----- Data in this exercise -----

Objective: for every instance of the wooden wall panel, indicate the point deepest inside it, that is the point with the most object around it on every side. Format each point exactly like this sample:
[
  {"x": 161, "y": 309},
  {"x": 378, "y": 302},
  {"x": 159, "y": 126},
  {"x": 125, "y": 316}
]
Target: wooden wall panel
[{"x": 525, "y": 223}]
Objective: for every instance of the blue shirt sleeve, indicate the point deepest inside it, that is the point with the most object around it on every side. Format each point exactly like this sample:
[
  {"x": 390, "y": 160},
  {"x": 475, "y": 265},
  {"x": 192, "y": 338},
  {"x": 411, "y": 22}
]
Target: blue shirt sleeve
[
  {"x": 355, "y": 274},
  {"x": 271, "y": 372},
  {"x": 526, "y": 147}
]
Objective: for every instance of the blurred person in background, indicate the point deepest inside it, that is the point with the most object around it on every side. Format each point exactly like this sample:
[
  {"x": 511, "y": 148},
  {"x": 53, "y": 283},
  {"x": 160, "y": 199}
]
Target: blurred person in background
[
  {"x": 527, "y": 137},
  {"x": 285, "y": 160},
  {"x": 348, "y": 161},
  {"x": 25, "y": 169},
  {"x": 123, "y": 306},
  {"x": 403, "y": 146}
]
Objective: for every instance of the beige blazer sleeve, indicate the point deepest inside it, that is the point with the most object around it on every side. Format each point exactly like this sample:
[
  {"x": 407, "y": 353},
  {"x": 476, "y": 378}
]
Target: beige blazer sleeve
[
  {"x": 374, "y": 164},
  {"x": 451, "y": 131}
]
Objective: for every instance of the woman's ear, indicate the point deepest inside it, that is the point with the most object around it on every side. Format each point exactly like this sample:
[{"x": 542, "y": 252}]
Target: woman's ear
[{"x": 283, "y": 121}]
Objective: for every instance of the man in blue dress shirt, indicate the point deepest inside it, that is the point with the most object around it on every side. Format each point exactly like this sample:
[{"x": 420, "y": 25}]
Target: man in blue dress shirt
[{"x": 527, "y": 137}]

-----

- **How to complete this task**:
Line by line, set the records above down again exactly.

- **The answer**:
Objective: for every instance of the wooden wall panel, indicate the point deepest inside it, that is the point with the most object around it on every side. Format each point exactly like this sample:
[
  {"x": 161, "y": 309},
  {"x": 378, "y": 302},
  {"x": 159, "y": 126},
  {"x": 125, "y": 316}
]
Target: wooden wall panel
[{"x": 525, "y": 223}]
Objective: for every instance of the blue shirt sleeve, indicate the point deepest inside it, that is the point with the most object around it on every side. Format each point exactly like this sample:
[
  {"x": 390, "y": 160},
  {"x": 475, "y": 265},
  {"x": 192, "y": 338},
  {"x": 411, "y": 22}
]
Target: blue shirt sleeve
[
  {"x": 355, "y": 274},
  {"x": 271, "y": 372},
  {"x": 526, "y": 147}
]
Objective: for every instance of the blurred person in background, indicate the point deepest inside it, that is the point with the most object around it on every side. Format each point exactly like this sample:
[
  {"x": 511, "y": 148},
  {"x": 53, "y": 283},
  {"x": 160, "y": 199}
]
Target: blurred person in background
[
  {"x": 527, "y": 137},
  {"x": 285, "y": 160},
  {"x": 348, "y": 161},
  {"x": 25, "y": 169},
  {"x": 123, "y": 306},
  {"x": 403, "y": 146}
]
Objective: for every instance of the beige blazer sleeve, indicate the point deepest inside it, that is the point with the most object around it on every side. Format each point exactly like this sample:
[
  {"x": 407, "y": 353},
  {"x": 476, "y": 378}
]
Target: beige blazer sleeve
[
  {"x": 374, "y": 164},
  {"x": 451, "y": 131}
]
Objective: for every instance of the woman's ear, indicate the point deepest inside it, that is the point with the most object around it on every side. Format each point exactly like this sample:
[{"x": 542, "y": 252}]
Target: woman's ear
[{"x": 283, "y": 121}]
Objective: for every instance of the man in blue dress shirt, indicate the point deepest inside it, that is the point with the most object around it on every side. Format each point exactly like this sample:
[{"x": 420, "y": 25}]
Target: man in blue dress shirt
[{"x": 527, "y": 137}]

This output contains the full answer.